> [指示内容 1]:
日本のIT産業をめぐるインタビューで、「拡張ボリューム」はハードディスク何台を1組のペアとみなしますか?
> [指示内容 2]:
日本のIT産業をめぐるインタビューを、最後の問いの後から書き継いでください。

═══ 提示文 ═══

Updated by Akio Hosono on March, 7, 2023, 4:00 am JST

現状の日本のIT産業が抱える最大の課題は自分自身の強みを持たず、ベースを海外に依存しすぎているということ

──現状の日本のIT産業が抱える最大の課題は?

細野 自分の強みを持たず、海外への依存度が高いということでしょう。外資系プラットフォームは確かに便利かもしれませんが、今やそれらのプラットフォーム上だけでビジネスが行われ、そこから抜け出すことが難しい。昨今の円安でコスト負担が増しているITベンダーも多いはずです。それでも言いなりにならざるを得ないというのは、企業経営としては致命的ですよ。だから日本のIT産業は、もっと自らの付加価値をつけたオリジナルなものを作っていかないといけない。

加えて、クラウド系の技術者が少ないのも課題ですね。IT系大手のベテラン、あるいはOBでさえもクラウドの開発や運用の経験に乏しい。初期導入時は海外の人材に頼るのもいいかもしれませんが、やはり最終的にはしっかり運用できる日本人エンジニアを最小限維持しておく必要があるでしょう。

日本ならではの強みとITをバンドルせよ

──日本ならではの自らの価値というものを作っていけるとしたら、それはどういうものになるのでしょうか?

細野 当社の例を挙げてみます。NAS(Network Attached Storage)=ナスのRAID(Redundant Array of Independent Disk)はデータを安定して保存できますが、それらを構成する各ドライブは、経年劣化でRAID崩壊を起こす恐れがあります。RAIDは3ドライブであろうが4ドライブであろうが、ほぼ同時に同じように使うので同時に経時劣化する。

そこで当社が考えたのは、RAIDを利用しない当社独自の「拡張ボリューム」という冗長化技術です。リビルド時間を短縮し、HDDが故障した際の素早い復帰を可能にします。使いながら容量を拡張できるので、仮に容量不足になっても運用しながら簡単に増強できます。ハードディスク2台を1組のペアとみなしてファイル単位のミラーリングを行い、ペア内で稼働時間に差をつけて読み書きするというのがミソです。ペアが同時に故障する可能性が桁違いに少ない独自方式です。
このように既存のスタンダードに囚われず自らの頭で考えることにより、新しい価値を生み出すことは出来ると考えています。

日本企業の大部分を占めるのは中小企業です。IT管理者が不在の中小企業の気持ちに寄り添おうと考えた時、グローバルなサービスは日本の実情に合わない。日本オリジナルのITが周回遅れになっているのは、その辺りに起因するような気がします。みんな「グローバル」と言う言葉に惑わされているのかもしれません。外資系ビジネスを当たり前だと思って使うのではなく、自身で裁量権を持ってオリジナルなアイデアを考えるほうが遥かに楽しいと思います。しかしここまで離されてしまったら、何か別の日本の強みと組み合わせる必要があるのかな、という気もしますね。

──日本の強みの具体的な例はありますか?

═══ 資料欄 ═══

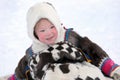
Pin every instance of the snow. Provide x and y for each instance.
(96, 19)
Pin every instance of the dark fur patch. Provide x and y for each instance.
(64, 68)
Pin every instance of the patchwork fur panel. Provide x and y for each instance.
(62, 61)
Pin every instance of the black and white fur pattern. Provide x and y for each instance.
(62, 61)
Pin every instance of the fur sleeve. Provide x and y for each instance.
(90, 48)
(22, 70)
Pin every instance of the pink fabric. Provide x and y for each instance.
(12, 77)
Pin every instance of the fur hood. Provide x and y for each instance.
(35, 13)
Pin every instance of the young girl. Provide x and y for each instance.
(45, 29)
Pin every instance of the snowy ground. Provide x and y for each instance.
(97, 19)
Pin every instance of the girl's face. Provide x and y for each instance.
(46, 31)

═══

> [正解 1]:
2台です。

> [正解 2]:
細野 同じ石川県にアルム株式会社というすごい会社があります。金属加工会社へ加工プログラムを提供している会社です。金属加工という業種は、大手への依存度が高いという業界構造的な課題、多品種少量生産による生産性の低下、「金属加工は属人的」という固定観念から、自動化の遅れという深刻な問題を抱えています。そこで、アルムは“町工場がつくる製造AI”「ARMCODE1」を開発しました。加工プログラムをAIにより完全自動化が出来るものです。

図面データが「ARMCODE1」にドロップインされると、5ミクロンレベルの特殊形状の識別解析を行い、100万通りの加工条件からAIが最適解を選択し、高精度の加工を自動で行います。加工プログラム作成から、見積書の発行、作業指示書の発行までが自動化されるというのですから、すごいですよね。金属加工会社の熟練の職人技を膨大なデータとして収集し、アルム独自のアルゴリズム(AI)で分析・加工するのです。工作機械は元々日本メーカーが強い分野ですが、こうしたソリューションをプラスすることで町工場自体も強くすることができます。

当社はハードウェアメーカーではありますが、2,3年後にはモノ(ハードウェア)は他社製であろうとも、アイ・オー独自のソフトウェアソリューションを乗せることでユーザーに価値を提供できるような事業も柱に育てていきたいと考えています。アルムさんを見習うわけではありませんが。

──アイ・オー・データ機器ならではの新展開を教えてください。

細野 例えば、簡単ビデオサービス「PlatPhone」を作りました。このサービスは、面倒なアプリのインストールもアカウント登録不要で、電話番号さえあればビデオ通話が可能になります。電話番号がわからない人と会話するということはないでしょ(笑)。音声通話している状態からその人にSMSを送るだけで、すぐにビデオ通話ができます。これは便利ですよ。詳しい使い方はこちらに書いてあるので、ぜひご一読ください。これらが「ソフトウェア重視」の当社の新しいサービスになると期待しています。

さらにもう一つ「命名くん」をご紹介します。2022年1月に施行された改正電子帳簿保存法で電子取引の取引情報に係る電磁的記録(データ)の保存義務が定められました。 この改正電子帳簿保存法で定められた「可視性の担保」には、電子取引情報のファイル名を検索しやすいように、一定のルールを定める等の作業が新たに発生します。

このようなファイル名の変更作業の負担を軽減するためのファイルリネーム機能と、Blu-rayへの書き込み機能を搭載した電子帳簿保存法対応アプリケーションが当社の「命名くん」です。会計ソフト自体は種類を問わないので、今お使いのアプリを変える必要はありません。

誰でも簡単に使えるように、細かいUIにも配慮しました。例えば見積書などのPDFを見ながらリネームを行おうとすると、ファイルを開いているためリネームができません。「命名くん」では、ファイルを開いて内容を確認しながらリネームできます。また、複数の担当者がリネームすることで起きる入力ゆれをなくすために、社内での共通設定を登録することができ、簡単に統一化したファイルを管理できます。そして、電子データは7年間の保存義務がありますが、「命名くん」は100年保存できるブルーレイディスク(M-DISC)に定期的に保存もできるのです。

ただし、これらもいずれ偽物が出てきたり、Windowsの標準になる可能性すらありますが、そうしたことになれば光栄なこととも言えますね。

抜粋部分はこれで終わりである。